YOUR OBJECTIVE:
Leaving the pictures aside, repeat every line below exactly.

DATA FOR PROCESSING:
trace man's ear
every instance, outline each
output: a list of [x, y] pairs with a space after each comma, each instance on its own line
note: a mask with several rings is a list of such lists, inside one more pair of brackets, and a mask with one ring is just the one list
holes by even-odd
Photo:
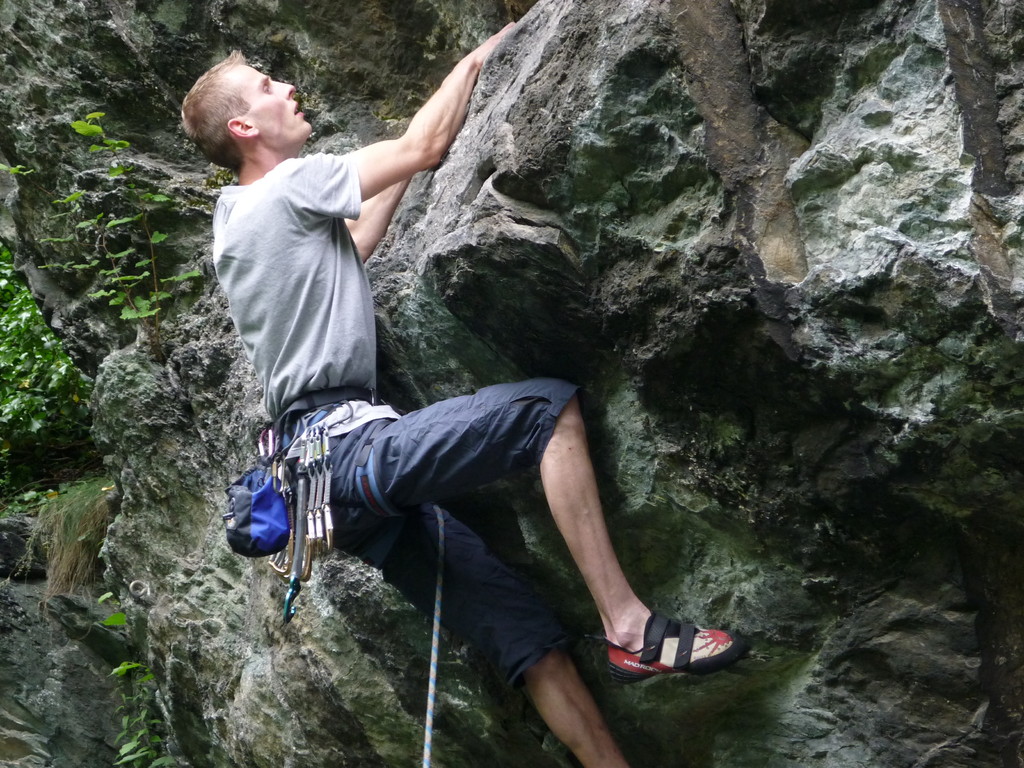
[[259, 134], [260, 129], [245, 117], [233, 117], [228, 120], [228, 132], [239, 139], [251, 139]]

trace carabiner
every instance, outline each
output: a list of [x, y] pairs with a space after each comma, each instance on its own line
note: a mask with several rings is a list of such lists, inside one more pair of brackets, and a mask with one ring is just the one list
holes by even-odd
[[288, 594], [284, 598], [284, 623], [287, 624], [292, 620], [292, 616], [299, 610], [298, 606], [295, 605], [295, 598], [299, 596], [299, 592], [302, 591], [302, 582], [295, 576], [288, 582]]

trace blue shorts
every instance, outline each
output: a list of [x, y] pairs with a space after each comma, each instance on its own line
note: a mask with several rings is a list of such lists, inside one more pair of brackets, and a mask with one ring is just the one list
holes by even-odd
[[[433, 612], [437, 523], [433, 502], [540, 464], [555, 421], [577, 387], [530, 379], [485, 387], [403, 416], [373, 435], [376, 479], [399, 517], [362, 502], [356, 464], [372, 425], [331, 445], [335, 546], [381, 568], [384, 579]], [[469, 528], [445, 514], [442, 623], [513, 683], [569, 641], [533, 590]]]

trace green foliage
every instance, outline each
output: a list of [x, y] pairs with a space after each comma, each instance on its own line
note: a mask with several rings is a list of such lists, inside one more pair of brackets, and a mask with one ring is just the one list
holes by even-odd
[[28, 176], [30, 173], [35, 173], [32, 168], [26, 168], [24, 165], [4, 165], [0, 163], [0, 172], [6, 171], [13, 176]]
[[[199, 272], [161, 274], [159, 249], [168, 235], [154, 227], [153, 218], [168, 212], [174, 200], [163, 190], [138, 188], [124, 159], [130, 144], [107, 136], [103, 117], [92, 112], [71, 123], [90, 142], [89, 151], [104, 158], [99, 181], [96, 174], [84, 174], [83, 188], [56, 194], [37, 184], [34, 170], [24, 165], [0, 164], [0, 173], [23, 179], [53, 201], [51, 236], [40, 240], [49, 251], [43, 268], [92, 279], [89, 297], [141, 324], [154, 357], [162, 359], [160, 313], [175, 286]], [[33, 486], [52, 479], [58, 466], [66, 472], [83, 455], [93, 457], [89, 390], [43, 322], [11, 254], [0, 249], [0, 514], [31, 509], [41, 499]]]
[[[160, 352], [160, 312], [173, 298], [175, 284], [198, 277], [198, 270], [162, 277], [157, 246], [168, 235], [153, 225], [153, 218], [167, 212], [174, 200], [163, 191], [146, 192], [136, 186], [134, 167], [124, 159], [131, 145], [106, 135], [103, 112], [91, 112], [75, 120], [71, 128], [89, 139], [89, 151], [105, 156], [105, 180], [100, 189], [76, 189], [53, 200], [59, 213], [53, 217], [63, 231], [43, 238], [55, 257], [50, 269], [84, 271], [99, 278], [89, 298], [106, 300], [120, 308], [122, 320], [142, 323], [150, 331], [154, 356]], [[2, 166], [14, 174], [31, 173], [24, 166]]]
[[[99, 598], [100, 603], [117, 600], [113, 592]], [[123, 611], [117, 611], [103, 622], [106, 627], [124, 627], [128, 619]], [[175, 759], [166, 753], [160, 731], [163, 721], [153, 713], [156, 699], [155, 680], [152, 670], [138, 661], [122, 661], [110, 674], [117, 678], [118, 695], [121, 704], [117, 713], [121, 718], [121, 731], [117, 734], [118, 752], [114, 765], [131, 768], [162, 768], [177, 765]]]
[[173, 757], [164, 753], [159, 734], [163, 721], [152, 714], [153, 673], [149, 667], [134, 661], [122, 662], [110, 674], [118, 678], [121, 706], [121, 731], [117, 734], [120, 745], [114, 765], [133, 768], [159, 768], [175, 765]]
[[[90, 388], [0, 248], [0, 497], [91, 448]], [[30, 506], [37, 495], [25, 491], [14, 500]]]

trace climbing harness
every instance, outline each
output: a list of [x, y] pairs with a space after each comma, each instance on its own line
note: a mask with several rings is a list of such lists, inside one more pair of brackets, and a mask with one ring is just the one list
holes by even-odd
[[402, 513], [395, 509], [377, 484], [377, 469], [373, 459], [373, 439], [385, 426], [387, 426], [387, 422], [378, 421], [371, 424], [363, 435], [363, 445], [356, 457], [356, 490], [359, 491], [363, 504], [381, 517], [401, 517]]
[[[353, 405], [353, 401], [362, 401]], [[357, 406], [361, 418], [357, 418]], [[384, 516], [400, 513], [387, 501], [376, 486], [372, 469], [371, 443], [373, 436], [390, 419], [376, 413], [366, 414], [369, 406], [379, 406], [376, 393], [354, 387], [339, 387], [315, 392], [293, 402], [278, 417], [274, 426], [260, 436], [260, 461], [270, 467], [274, 488], [285, 500], [283, 513], [287, 524], [286, 542], [273, 551], [258, 551], [255, 555], [270, 555], [268, 564], [288, 584], [284, 599], [284, 621], [291, 621], [296, 613], [295, 601], [302, 584], [310, 579], [313, 561], [334, 547], [334, 518], [331, 512], [331, 437], [351, 431], [362, 423], [370, 426], [363, 437], [357, 457], [357, 475], [372, 478], [369, 495], [360, 493], [366, 505]], [[373, 410], [373, 408], [369, 408]], [[390, 409], [389, 412], [394, 413]], [[397, 415], [397, 414], [396, 414]], [[369, 419], [369, 421], [367, 421]], [[390, 547], [399, 528], [381, 542], [381, 549]], [[235, 551], [239, 551], [235, 548]], [[242, 552], [242, 554], [247, 554]]]

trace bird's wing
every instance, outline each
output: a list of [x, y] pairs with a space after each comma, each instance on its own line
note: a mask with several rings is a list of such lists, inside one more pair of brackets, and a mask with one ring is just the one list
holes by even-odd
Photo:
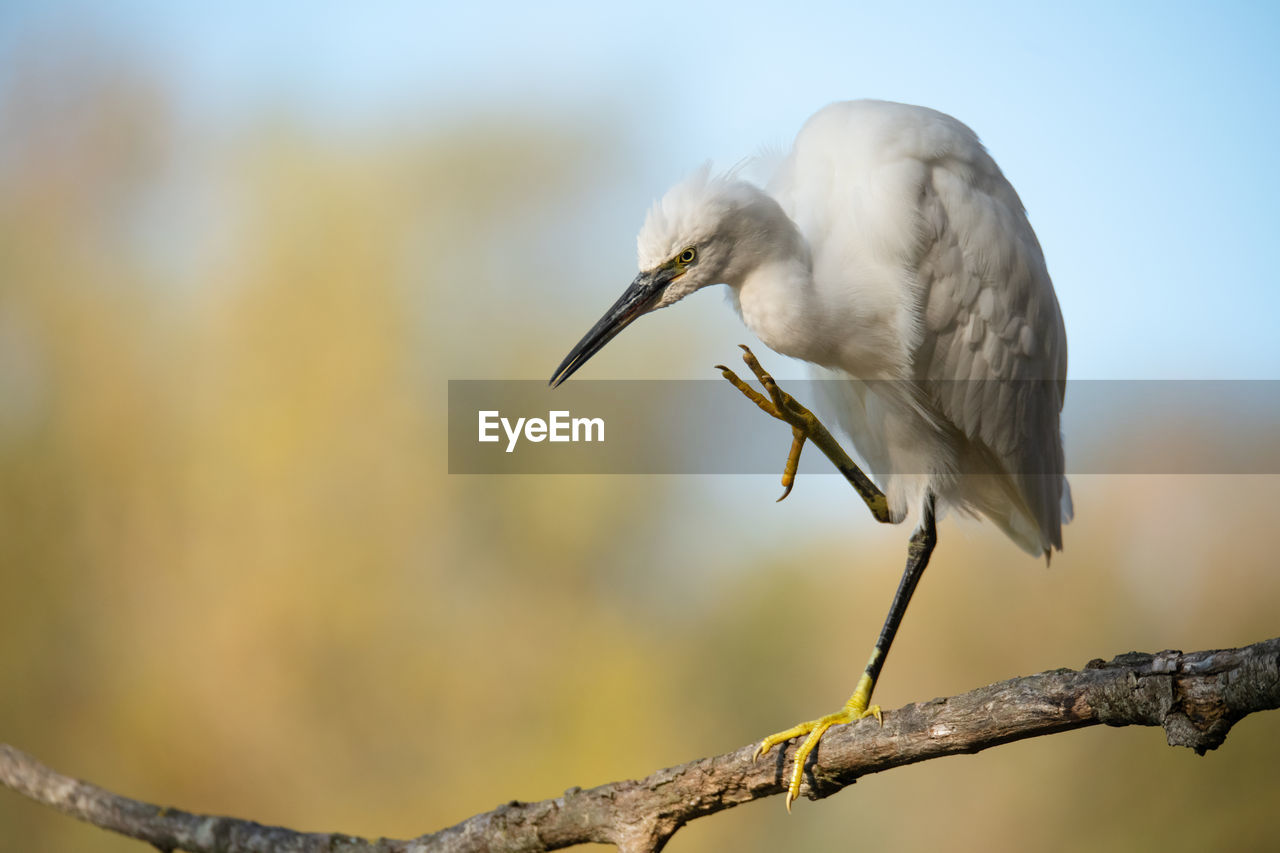
[[920, 203], [924, 322], [914, 376], [967, 439], [972, 470], [1006, 475], [1009, 503], [988, 506], [988, 494], [976, 508], [1033, 553], [1061, 548], [1070, 500], [1059, 428], [1067, 337], [1040, 244], [981, 149], [926, 164]]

TASK ANSWER:
trace man's ear
every instance, outline each
output: a list of [x, y] pairs with a space after each comma, each instance on its own line
note: a mask with several rings is a list of such lists, inside one more pair of brackets, and a mask with one ring is just the one list
holes by even-odd
Photo:
[[259, 134], [260, 129], [245, 117], [233, 117], [228, 120], [228, 132], [239, 139], [251, 139]]

trace carabiner
every instance, outline each
output: a list of [x, y] pairs with a space after each comma, each instance on its own line
note: a mask with several rings is a list of such lists, inside one more pair of brackets, and a mask with one ring is just the one list
holes by even-odd
[[288, 594], [284, 598], [284, 623], [287, 624], [292, 620], [292, 616], [299, 610], [298, 606], [295, 605], [295, 598], [299, 596], [299, 592], [302, 591], [302, 582], [295, 576], [288, 582]]

trace blue shorts
every instance, outline each
output: a list of [x, y] pairs with a space after each comma, each instance on its own line
note: a mask with several rings is a list of such lists, inside one more pair of brackets, and a mask with one ring is just the one list
holes by even-odd
[[[433, 612], [437, 523], [433, 502], [540, 464], [555, 421], [577, 387], [530, 379], [485, 387], [403, 416], [373, 435], [376, 479], [399, 517], [362, 502], [356, 464], [372, 425], [331, 445], [335, 546], [381, 568], [384, 579]], [[469, 528], [445, 514], [442, 623], [513, 683], [569, 641], [533, 590]]]

trace green foliage
every instance, outline each
output: a list of [x, y] pairs with a space after each comma, each instance on its own line
note: a mask with several rings is a list of such lists, inside one more pair of brackets, and a mask with one ring is just the one list
holes by even-odd
[[28, 176], [30, 173], [35, 173], [32, 168], [26, 168], [24, 165], [4, 165], [0, 163], [0, 172], [6, 171], [13, 176]]
[[[199, 272], [161, 274], [159, 249], [168, 235], [154, 227], [153, 218], [168, 212], [174, 200], [163, 190], [138, 188], [124, 159], [130, 144], [107, 136], [103, 117], [92, 112], [71, 123], [90, 142], [89, 151], [104, 158], [99, 181], [96, 174], [84, 174], [83, 188], [56, 194], [37, 184], [34, 170], [24, 165], [0, 164], [0, 173], [23, 179], [53, 201], [51, 236], [40, 240], [49, 251], [43, 268], [92, 279], [89, 297], [141, 324], [154, 357], [162, 359], [160, 313], [175, 286]], [[33, 486], [52, 479], [58, 466], [66, 472], [83, 455], [93, 457], [89, 390], [43, 322], [11, 254], [0, 249], [0, 514], [31, 509], [41, 499]]]
[[[160, 352], [160, 312], [173, 298], [175, 284], [198, 277], [198, 270], [162, 277], [157, 246], [168, 235], [153, 225], [153, 218], [167, 212], [174, 200], [163, 191], [146, 192], [136, 186], [134, 167], [124, 159], [131, 145], [106, 135], [103, 112], [91, 112], [75, 120], [71, 128], [89, 139], [89, 151], [105, 156], [105, 180], [100, 189], [76, 189], [53, 200], [59, 213], [53, 217], [63, 231], [43, 238], [55, 257], [50, 269], [84, 271], [99, 278], [89, 298], [106, 300], [120, 308], [122, 320], [142, 323], [150, 331], [154, 356]], [[2, 166], [14, 174], [31, 173], [24, 166]]]
[[[99, 598], [100, 603], [117, 600], [113, 592]], [[123, 611], [117, 611], [103, 622], [106, 627], [124, 627], [128, 619]], [[175, 759], [166, 753], [160, 731], [163, 721], [153, 713], [156, 699], [155, 680], [152, 670], [138, 661], [122, 661], [110, 674], [117, 678], [118, 695], [121, 704], [117, 713], [121, 718], [121, 731], [117, 734], [118, 752], [114, 765], [131, 768], [162, 768], [177, 765]]]
[[173, 757], [164, 753], [159, 734], [163, 721], [152, 714], [153, 673], [149, 667], [134, 661], [122, 662], [110, 674], [118, 678], [121, 706], [121, 731], [117, 734], [120, 745], [114, 765], [133, 768], [159, 768], [175, 765]]
[[[90, 388], [0, 248], [0, 497], [91, 448]], [[30, 506], [37, 495], [25, 491], [14, 500]]]

trace climbing harness
every instance, outline each
output: a list of [x, y] pairs with a space after each comma, each instance on its own line
note: a mask with several rings is a list of such lists, inside one more pair of brackets, and a mask with one ring is just the one list
holes by even-odd
[[402, 513], [395, 509], [377, 484], [377, 469], [373, 459], [373, 439], [385, 426], [387, 426], [387, 422], [378, 421], [371, 424], [363, 435], [363, 445], [356, 457], [356, 490], [359, 491], [363, 504], [381, 517], [401, 517]]
[[[353, 405], [353, 401], [362, 401]], [[357, 406], [361, 418], [357, 418]], [[384, 516], [400, 513], [387, 501], [376, 486], [372, 469], [371, 443], [373, 436], [390, 419], [376, 413], [366, 414], [369, 406], [379, 406], [376, 393], [354, 387], [339, 387], [315, 392], [293, 402], [278, 417], [274, 426], [260, 436], [260, 461], [270, 467], [274, 488], [285, 500], [283, 513], [287, 524], [286, 542], [273, 551], [258, 551], [255, 555], [270, 555], [268, 564], [288, 584], [284, 599], [284, 621], [291, 621], [296, 613], [295, 601], [302, 584], [310, 579], [313, 561], [334, 547], [334, 518], [331, 512], [331, 437], [351, 431], [362, 423], [370, 426], [363, 437], [357, 457], [357, 475], [372, 478], [369, 495], [360, 493], [366, 505]], [[373, 410], [373, 408], [369, 408]], [[390, 409], [389, 412], [394, 413]], [[397, 415], [397, 414], [396, 414]], [[369, 419], [369, 421], [367, 421]], [[390, 547], [399, 528], [381, 542], [381, 549]], [[235, 551], [239, 551], [235, 548]], [[242, 552], [242, 554], [247, 554]]]

trace bird's wing
every instance, outline each
output: a list of [x, y] pairs with a space after each comma, each instance on its own line
note: a mask with several rings is a list of such lists, inside one more pair of brackets, and a mask with one ring is just the one list
holes by even-odd
Photo:
[[920, 203], [924, 322], [914, 376], [967, 439], [972, 470], [1006, 475], [1009, 503], [988, 506], [988, 494], [976, 508], [1033, 553], [1061, 548], [1070, 500], [1059, 428], [1067, 337], [1040, 244], [981, 149], [926, 164]]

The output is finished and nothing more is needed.